ÇOĞU SANATÇI CİHANGİR KAFELERİNDE BOŞ BOŞ OTURUYOR. BUNA ANLAM VEREMİYORUM
Neredeyse yarım yüzyıldır yaşıyorsun ama hayat tarzın hâlâ 20’lerindeki gibi... Evlenmedin, çocuk yapmadın, gece hayatına ve müziğe devam... Hayata dair ne öğrendin?
Ürettikçe ayakta kalıyorum. Bu bağlamda çok çalışkanım. Yıllardır bitiremediğim bir roman var, keşke bitirebilsem... Derdim, ifade etmek. İfade etmeye neden bu kadar açım, onu da bilmiyorum. Her sene solo albüm yapmak istiyorum. Bak burası Cihangir ve etrafımız ressam, yazar, oyuncu, müzisyen dolu... Ama çoğu kafelerde boş boş oturuyor. Buna anlam veremiyorum. Çoğunu tanıyorum ama onlarla oturup konuşacak bir şeyim yok.
Ne yapmalarını istiyorsun?
Kötü bir çağdayız. Bak tuhaf virüsler var. İnsanlar da virüs oldu. Salgın gibi... Hepsi aynı. Hepsi birbirinin kopyası. Akıl sağlığımızı korumak adına kendimiz için bir şeyler yapmalıyız, ben üretiyorum. Dil öğrenin, yemek yapın, bir şey üretin ve dünyaya bir şey bırakın. Bu bir kilim bile olabilir.
Birçok insan çocuklarını üretimleri olarak görüyor...
Çocuk bir ürün değil ki... ‘Dünyaya çocuk bıraktım’ duygusu çok yanlış. Aslında soyadını bırakmaya çalışıyor. Kendi hatırlansın istiyor. Bir çocuğa yaşam sorumluluğu yüklemek bana garip geliyor.
EVLİLİK BANA TUHAF GELİYOR
Evlilik hakkında ne düşünüyorsun?
30’lu yaşlarda insanların neden evlendiğini anlamıyordum. Şimdi daha da tuhaf geliyor. Eskiden boşananlar tekrar evlenirdi. Şimdi bizim çevrede boşananlar tekrar evlenmiyor en azından. Bir de aseksüel olanlar ve seksi bıraktığını söyleyenler çoğaldı. Bu cümleler bana o kadar tuhaf geliyor ki. Biz çok medeni gözüksek de hayvanız sonuçta. Freud bunları duysa acaba ne derdi?
Senin için ideal ilişki nedir?
Romantik. Romantizmin içinde kalıp olmaz.
Yaşamın anlamını ne olarak görüyorsun?

- Yazılı talep a:
Söyleşi metninde "30’lu yaşlarda insanların" ifadesinden başlayıp "acaba ne derdi?" ifadesine kadar, bu ifade de dahil olmak üzere, bölümü harfi harfine yeniden yazın.
Söyleşi metni ile kayıtlar birbirinden bağımsız iki ayrı malzemedir.

- Sağlanan veriler:
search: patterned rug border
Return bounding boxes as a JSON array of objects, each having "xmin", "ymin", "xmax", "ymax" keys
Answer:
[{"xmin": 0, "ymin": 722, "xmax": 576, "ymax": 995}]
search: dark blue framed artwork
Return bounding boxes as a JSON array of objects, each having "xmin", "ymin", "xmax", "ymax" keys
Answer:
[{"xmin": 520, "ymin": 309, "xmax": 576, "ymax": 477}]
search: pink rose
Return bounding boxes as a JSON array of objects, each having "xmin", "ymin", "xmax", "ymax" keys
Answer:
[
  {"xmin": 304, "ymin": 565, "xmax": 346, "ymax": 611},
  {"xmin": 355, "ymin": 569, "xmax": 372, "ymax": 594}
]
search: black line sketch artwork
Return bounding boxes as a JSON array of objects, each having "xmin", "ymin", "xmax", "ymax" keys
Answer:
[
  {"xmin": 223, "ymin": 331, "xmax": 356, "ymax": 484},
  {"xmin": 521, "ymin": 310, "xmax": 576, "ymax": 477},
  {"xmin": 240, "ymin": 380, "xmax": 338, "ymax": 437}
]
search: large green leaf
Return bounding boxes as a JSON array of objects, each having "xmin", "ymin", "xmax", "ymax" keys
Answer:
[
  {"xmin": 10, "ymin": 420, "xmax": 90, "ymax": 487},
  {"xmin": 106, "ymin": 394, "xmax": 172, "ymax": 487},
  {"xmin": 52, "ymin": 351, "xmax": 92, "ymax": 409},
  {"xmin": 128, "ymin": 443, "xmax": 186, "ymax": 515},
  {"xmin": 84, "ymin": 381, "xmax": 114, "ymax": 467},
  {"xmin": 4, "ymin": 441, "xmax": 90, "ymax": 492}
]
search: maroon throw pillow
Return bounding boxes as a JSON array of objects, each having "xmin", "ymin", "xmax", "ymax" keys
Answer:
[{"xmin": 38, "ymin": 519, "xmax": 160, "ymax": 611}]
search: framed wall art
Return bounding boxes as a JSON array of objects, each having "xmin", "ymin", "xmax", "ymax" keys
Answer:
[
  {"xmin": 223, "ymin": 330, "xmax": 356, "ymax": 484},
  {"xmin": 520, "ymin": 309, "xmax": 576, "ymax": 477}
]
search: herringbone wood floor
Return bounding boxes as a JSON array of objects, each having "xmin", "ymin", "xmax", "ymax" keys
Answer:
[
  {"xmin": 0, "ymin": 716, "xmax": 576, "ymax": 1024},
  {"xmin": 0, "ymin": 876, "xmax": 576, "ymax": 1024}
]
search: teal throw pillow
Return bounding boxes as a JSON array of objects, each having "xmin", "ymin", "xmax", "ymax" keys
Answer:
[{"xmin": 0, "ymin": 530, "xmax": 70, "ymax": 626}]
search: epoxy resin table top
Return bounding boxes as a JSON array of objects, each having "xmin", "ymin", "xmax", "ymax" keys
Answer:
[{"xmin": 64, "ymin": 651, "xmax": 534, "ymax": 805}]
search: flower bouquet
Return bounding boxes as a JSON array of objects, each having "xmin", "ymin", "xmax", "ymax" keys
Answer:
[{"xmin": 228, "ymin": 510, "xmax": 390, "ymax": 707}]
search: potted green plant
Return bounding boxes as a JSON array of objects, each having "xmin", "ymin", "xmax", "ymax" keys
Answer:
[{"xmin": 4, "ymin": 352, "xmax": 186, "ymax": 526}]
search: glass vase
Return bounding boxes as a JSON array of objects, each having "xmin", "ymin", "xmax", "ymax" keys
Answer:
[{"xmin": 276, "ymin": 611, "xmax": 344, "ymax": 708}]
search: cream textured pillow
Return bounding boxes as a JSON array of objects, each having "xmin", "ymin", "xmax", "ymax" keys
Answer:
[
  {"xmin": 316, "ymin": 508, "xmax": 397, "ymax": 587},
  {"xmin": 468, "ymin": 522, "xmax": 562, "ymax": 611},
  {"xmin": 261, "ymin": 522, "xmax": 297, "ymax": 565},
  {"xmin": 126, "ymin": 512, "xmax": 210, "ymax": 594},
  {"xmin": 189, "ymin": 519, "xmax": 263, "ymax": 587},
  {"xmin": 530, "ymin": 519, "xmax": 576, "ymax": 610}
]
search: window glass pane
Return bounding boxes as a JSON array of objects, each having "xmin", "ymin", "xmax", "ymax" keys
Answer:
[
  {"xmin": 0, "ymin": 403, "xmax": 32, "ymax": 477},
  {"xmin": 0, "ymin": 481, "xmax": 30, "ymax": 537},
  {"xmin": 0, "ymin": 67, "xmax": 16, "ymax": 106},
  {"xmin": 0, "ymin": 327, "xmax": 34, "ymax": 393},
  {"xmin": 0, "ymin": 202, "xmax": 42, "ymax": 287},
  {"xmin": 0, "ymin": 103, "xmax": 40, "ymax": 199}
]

- Yazılı talep b:
Kayıtlarda "throw" dizesini içeren bütün satırları bir araya toplayıp hiçbir değişiklik yapmadan aktarın.

- Eksiksiz yanıt a:
30’lu yaşlarda insanların neden evlendiğini anlamıyordum. Şimdi daha da tuhaf geliyor. Eskiden boşananlar tekrar evlenirdi. Şimdi bizim çevrede boşananlar tekrar evlenmiyor en azından. Bir de aseksüel olanlar ve seksi bıraktığını söyleyenler çoğaldı. Bu cümleler bana o kadar tuhaf geliyor ki. Biz çok medeni gözüksek de hayvanız sonuçta. Freud bunları duysa acaba ne derdi?

- Eksiksiz yanıt b:
search: maroon throw pillow
search: teal throw pillow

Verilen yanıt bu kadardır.